[Start]

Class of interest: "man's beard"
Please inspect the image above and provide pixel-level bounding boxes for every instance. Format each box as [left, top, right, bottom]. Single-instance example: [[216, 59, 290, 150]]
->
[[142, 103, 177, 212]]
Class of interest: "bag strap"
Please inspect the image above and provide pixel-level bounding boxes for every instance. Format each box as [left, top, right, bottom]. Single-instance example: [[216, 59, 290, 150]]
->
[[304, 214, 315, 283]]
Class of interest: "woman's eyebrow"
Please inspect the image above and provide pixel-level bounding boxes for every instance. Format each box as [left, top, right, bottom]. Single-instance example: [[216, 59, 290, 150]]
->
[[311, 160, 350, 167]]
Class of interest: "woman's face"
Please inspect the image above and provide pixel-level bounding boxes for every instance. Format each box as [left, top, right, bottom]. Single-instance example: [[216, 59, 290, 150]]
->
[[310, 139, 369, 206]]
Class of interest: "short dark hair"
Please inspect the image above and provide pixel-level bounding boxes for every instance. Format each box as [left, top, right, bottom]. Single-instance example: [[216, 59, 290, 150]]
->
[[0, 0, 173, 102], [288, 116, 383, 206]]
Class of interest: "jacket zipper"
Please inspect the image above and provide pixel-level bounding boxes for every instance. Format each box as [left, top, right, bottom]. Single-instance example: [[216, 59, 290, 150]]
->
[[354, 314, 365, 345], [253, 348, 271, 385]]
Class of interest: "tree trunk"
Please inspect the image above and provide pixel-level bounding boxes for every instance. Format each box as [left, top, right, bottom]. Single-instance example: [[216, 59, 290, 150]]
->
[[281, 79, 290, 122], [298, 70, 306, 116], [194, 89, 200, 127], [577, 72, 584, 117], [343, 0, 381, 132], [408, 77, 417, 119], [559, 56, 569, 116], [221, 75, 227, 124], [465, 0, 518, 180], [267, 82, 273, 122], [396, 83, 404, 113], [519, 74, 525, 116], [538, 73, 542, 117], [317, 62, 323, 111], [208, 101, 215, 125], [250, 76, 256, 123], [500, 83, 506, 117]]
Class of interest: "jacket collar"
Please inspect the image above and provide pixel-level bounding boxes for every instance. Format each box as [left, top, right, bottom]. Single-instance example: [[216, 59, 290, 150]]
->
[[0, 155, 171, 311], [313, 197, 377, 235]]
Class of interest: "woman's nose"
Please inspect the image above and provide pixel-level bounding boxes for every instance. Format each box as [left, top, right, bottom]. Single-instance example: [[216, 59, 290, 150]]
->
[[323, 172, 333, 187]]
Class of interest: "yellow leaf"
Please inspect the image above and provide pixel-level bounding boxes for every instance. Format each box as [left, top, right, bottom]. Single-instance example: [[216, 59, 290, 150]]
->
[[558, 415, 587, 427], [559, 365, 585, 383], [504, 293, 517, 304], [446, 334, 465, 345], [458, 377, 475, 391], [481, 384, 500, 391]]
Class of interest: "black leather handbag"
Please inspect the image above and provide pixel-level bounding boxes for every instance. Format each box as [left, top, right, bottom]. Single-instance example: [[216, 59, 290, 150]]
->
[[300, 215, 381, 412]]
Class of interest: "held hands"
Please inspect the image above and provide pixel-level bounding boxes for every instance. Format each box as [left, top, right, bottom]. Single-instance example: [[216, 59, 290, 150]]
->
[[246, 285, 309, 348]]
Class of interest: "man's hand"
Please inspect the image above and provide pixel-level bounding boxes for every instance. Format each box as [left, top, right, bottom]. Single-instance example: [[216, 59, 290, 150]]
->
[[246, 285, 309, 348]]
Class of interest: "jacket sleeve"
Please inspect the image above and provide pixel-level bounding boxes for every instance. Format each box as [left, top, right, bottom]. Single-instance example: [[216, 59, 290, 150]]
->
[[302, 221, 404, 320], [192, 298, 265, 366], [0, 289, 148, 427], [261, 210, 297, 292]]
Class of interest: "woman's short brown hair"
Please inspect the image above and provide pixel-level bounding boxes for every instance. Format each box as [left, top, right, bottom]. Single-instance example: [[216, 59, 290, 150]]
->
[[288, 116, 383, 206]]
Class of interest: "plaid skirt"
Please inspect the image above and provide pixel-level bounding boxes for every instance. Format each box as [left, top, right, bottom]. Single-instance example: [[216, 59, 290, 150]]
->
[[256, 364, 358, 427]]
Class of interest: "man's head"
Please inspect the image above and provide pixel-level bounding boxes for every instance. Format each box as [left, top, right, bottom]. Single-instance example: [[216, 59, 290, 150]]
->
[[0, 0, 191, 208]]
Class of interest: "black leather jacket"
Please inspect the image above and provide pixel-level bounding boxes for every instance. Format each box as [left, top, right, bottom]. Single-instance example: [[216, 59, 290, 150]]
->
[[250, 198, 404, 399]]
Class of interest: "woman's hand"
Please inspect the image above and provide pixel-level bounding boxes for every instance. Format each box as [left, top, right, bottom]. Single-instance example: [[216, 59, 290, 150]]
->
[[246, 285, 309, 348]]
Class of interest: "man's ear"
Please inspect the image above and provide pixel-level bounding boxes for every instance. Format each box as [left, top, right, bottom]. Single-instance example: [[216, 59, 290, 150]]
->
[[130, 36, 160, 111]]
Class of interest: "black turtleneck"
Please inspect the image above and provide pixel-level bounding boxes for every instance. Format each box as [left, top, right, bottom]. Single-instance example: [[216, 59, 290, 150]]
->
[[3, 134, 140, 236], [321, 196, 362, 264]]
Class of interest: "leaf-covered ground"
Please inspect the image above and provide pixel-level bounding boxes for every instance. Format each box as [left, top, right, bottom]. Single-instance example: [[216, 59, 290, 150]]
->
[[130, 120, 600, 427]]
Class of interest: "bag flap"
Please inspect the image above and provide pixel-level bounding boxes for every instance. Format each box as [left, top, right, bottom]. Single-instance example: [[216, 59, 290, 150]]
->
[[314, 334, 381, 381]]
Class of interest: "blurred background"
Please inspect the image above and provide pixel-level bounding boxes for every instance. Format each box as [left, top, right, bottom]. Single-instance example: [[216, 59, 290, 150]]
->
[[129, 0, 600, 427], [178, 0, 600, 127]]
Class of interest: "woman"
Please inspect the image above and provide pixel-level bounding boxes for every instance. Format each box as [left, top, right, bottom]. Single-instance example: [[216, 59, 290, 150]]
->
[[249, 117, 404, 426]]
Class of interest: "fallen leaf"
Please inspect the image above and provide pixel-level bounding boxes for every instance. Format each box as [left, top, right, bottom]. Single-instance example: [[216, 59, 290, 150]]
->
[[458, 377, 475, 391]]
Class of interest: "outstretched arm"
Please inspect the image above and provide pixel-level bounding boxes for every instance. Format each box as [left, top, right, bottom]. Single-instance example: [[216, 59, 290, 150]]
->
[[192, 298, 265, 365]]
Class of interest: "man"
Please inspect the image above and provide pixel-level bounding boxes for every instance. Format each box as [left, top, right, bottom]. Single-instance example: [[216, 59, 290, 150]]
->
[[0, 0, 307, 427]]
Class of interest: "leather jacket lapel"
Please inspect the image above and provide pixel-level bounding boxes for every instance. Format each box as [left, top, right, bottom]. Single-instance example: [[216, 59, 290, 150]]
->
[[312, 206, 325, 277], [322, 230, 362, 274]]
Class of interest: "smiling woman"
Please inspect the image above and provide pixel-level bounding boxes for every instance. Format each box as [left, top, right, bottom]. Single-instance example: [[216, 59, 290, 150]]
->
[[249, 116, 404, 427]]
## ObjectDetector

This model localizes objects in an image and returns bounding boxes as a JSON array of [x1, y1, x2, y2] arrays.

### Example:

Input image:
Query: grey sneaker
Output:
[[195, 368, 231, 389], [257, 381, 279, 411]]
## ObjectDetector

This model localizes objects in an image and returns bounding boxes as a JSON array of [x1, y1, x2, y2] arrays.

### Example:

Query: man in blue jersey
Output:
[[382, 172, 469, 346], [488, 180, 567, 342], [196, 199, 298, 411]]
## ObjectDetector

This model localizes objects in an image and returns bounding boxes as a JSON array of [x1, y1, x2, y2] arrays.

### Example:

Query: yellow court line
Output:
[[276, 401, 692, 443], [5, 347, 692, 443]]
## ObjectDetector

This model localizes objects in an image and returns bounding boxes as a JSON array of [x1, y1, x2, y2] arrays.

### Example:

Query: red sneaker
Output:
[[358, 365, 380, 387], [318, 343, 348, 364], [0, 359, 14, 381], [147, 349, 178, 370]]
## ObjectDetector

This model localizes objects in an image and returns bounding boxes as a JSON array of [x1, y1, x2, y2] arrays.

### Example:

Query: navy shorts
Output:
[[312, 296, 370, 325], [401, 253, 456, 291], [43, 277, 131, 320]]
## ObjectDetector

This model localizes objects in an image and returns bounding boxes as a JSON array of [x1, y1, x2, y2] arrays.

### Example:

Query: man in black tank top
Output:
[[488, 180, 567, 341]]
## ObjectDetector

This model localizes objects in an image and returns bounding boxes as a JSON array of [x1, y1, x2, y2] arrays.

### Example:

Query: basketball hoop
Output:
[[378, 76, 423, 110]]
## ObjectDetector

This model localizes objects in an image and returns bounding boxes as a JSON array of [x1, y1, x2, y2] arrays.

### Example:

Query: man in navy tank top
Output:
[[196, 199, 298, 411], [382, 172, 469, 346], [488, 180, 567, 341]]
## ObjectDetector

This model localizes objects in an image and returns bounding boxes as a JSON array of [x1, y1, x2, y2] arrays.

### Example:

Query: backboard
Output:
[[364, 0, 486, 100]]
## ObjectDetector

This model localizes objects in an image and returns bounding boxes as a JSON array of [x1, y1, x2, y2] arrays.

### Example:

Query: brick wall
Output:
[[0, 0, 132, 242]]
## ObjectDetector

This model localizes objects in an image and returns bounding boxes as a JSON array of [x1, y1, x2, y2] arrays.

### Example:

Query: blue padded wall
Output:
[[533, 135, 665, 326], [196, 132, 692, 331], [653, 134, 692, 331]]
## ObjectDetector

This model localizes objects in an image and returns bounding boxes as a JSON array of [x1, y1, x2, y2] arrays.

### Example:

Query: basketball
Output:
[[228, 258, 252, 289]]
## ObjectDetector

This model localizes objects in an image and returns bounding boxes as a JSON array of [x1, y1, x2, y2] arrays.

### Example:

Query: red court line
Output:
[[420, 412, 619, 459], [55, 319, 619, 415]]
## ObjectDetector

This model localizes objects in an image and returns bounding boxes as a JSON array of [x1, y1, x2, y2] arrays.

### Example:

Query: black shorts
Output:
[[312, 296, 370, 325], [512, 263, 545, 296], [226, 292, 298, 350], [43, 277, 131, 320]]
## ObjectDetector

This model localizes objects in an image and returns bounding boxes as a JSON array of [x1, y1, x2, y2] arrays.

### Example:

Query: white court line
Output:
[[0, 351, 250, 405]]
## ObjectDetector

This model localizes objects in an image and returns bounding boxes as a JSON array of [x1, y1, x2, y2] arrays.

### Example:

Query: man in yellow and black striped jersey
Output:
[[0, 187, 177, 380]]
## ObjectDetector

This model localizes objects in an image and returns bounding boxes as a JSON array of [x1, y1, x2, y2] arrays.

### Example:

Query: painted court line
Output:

[End]

= Stated exercise =
Copy the lines from the first one down through the line containing "[[304, 214, 315, 283]]", including both ends.

= Expected answer =
Class of interest: "man's beard"
Please inspect the image above and provide pixel-level bounding boxes for every instance. Format each box as [left, top, right, bottom]. Single-instance example: [[216, 59, 290, 150]]
->
[[142, 103, 177, 212]]
Class of interest: "bag strap"
Please inspect the image above and provide pixel-level bounding boxes for every instance. Format each box as [left, top, right, bottom]. Single-instance example: [[216, 59, 290, 150]]
->
[[304, 214, 315, 283]]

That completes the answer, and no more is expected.